T-Model v. 8.0 is more accurate than latent print examiner professional judgment, e.g., training and experience, and more accurate than any other statistical model tested, to estimate numbers of close matches for a given arrangement of fingerprint ridge features present in a given flat fingerprint population group.
The following inferences can be drawn from the above conclusion:
* Fingerprint Experiments 20 - 22 on "cores" are currently in progress *
Fingerprint Experiments Are Testable
All fingerprint experiments performed by the author are testable. The experiments can be independently performed by you, the reader, to see whether or not the actual numbers of close matches reported by the author are relatively accurate.
Readers are encouraged to find out for themselves whether or not the numbers of close matches found during experiment by the author are relatively accurate and whether or not the numbers of close matches estimated by latent print examiners are more accurate than the numbers of close matches estimated by the T-Model.
It is an acknowledged truth in philosophy that a just theory will always be confirmed by experiment.
Corroboration of the T-Model by Independent Experiment
The following experiment corroborates, in part, the use of the Osterburg study to define frequency values for ridge features, and corroborates the idea that the ratio of the most common, significantly weighted friction ridge features used in fingerprint identification, e.g., the ending ridge, bifurcation and dot, are the same across all fingerprint regions, and corroborates the assumption that Osterburg consolidated immature, e.g., incipient, ridge features with mature, e.g., normal ridge features in his frequency study:
The Michel–Tallerico–Verceluz (MTV) Experiment
Dawn Michel, Frances Tallerico and Cesar Verceluz, Latent Print Examiners at San Jose Police Department Central Identification Unit, performed an independent frequency study of 218 fingerprints that were largely comprised of right flat thumbs from different individuals (the experiment was conducted as a classroom training exercise for new examiner trainees). The impressions were selected at random from criminal ten-print records. Only clear, reliable, e.g., absent distortion marker, flat fingerprint impressions were used. Individual mature and incipient friction ridge features, e.g., ending ridge units, bifurcating ridge units and single ridge units (dots), were combined and counted in each sample. The results were then verified in the rolled fingerprint sample on the same ten-print record.

++++++++++

What to work on |
A - According to the text on fingerprint matching, how many fingerprints did the Michel–Tallerico–Verceluz study examine?
B - Carry on the text on fingerprint matching from its last sentence.
The listing below isn't needed for what follows.

Rows |
++++++++++

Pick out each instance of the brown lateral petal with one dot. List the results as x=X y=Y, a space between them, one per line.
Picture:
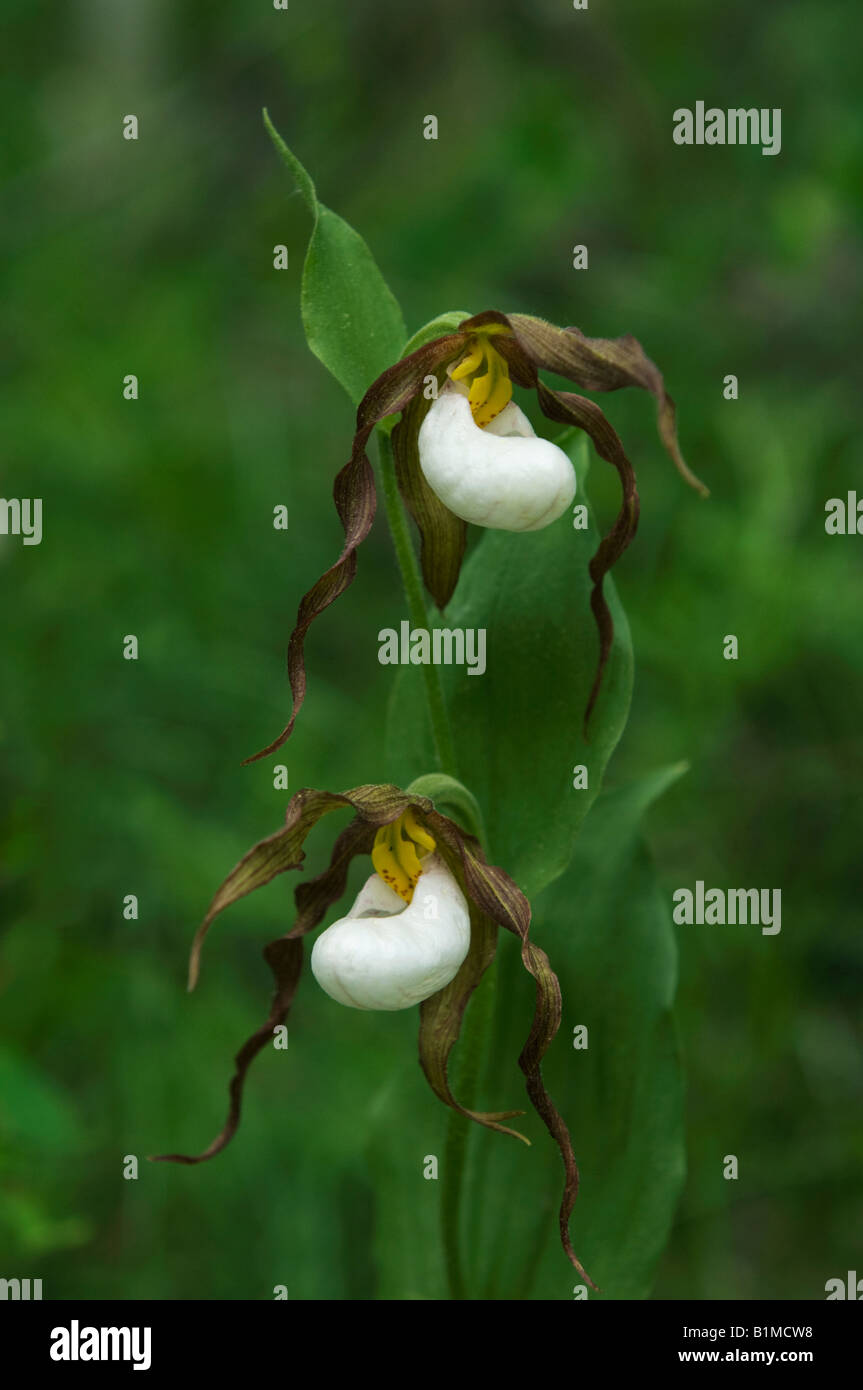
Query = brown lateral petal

++++++++++

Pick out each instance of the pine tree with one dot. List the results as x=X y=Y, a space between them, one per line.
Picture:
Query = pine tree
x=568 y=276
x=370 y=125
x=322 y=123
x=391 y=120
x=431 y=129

++++++++++

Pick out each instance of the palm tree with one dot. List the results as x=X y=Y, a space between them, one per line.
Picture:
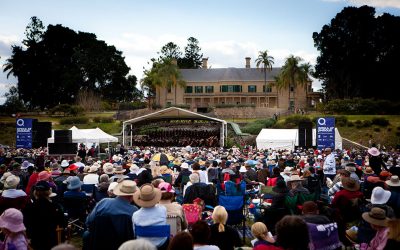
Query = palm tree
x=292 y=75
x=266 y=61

++++++++++

Answer list |
A - 218 fingerprints, mostly right flat thumbs from different individuals.

B -
The results from the MTV study were compared to the extrapolated results from the Osterburg study (based on a "ridge unit" approach). The ratio of the frequency results for the different ridge feature types were as follows:
Osterburg Study
Ratio of bifurcations to ending ridges - 1 : 1.88
Ratio of bifurcations to dots - 1 : 3.89
Ratio of dots to ending ridges - 1 : 6.42
MTV Study
Ratio of bifurcations to ending ridges - 1 : 1.87
Ratio of bifurcations to dots - 1 : 3.84
Ratio of dots to ending ridges - 1 : 6.64
Conclusions
The MTV study corroborates the theory that numerical ratios for the most frequently used friction ridge features used in fingerprint identification defined by the Osterburg study are valid.
The Osterburg study utilized roughly a 221mm2 surface area, e.g., roughly 13mm x 17mm, to count the number of ridge features observed in each fingerprint sample. The area used to place the millimeter grid was the center portion of each fingerprint. The center portion of fingerprints generally contains the core and not the periphery regions of fingerprints. The MTV study utilized predominantly right thumbs which are known to contain significant amounts of distal periphery regions of the thumb, e.g., the tip area. Subsequently, the MTV study corroboratesthe theory that the ratios of the most common, significantly weighted fingerprint ridge feature types, e.g., the ending ridge unit, the bifurcating ridge unit and the single ridge unit, e.g., dot, are the same across all fingerprint regions.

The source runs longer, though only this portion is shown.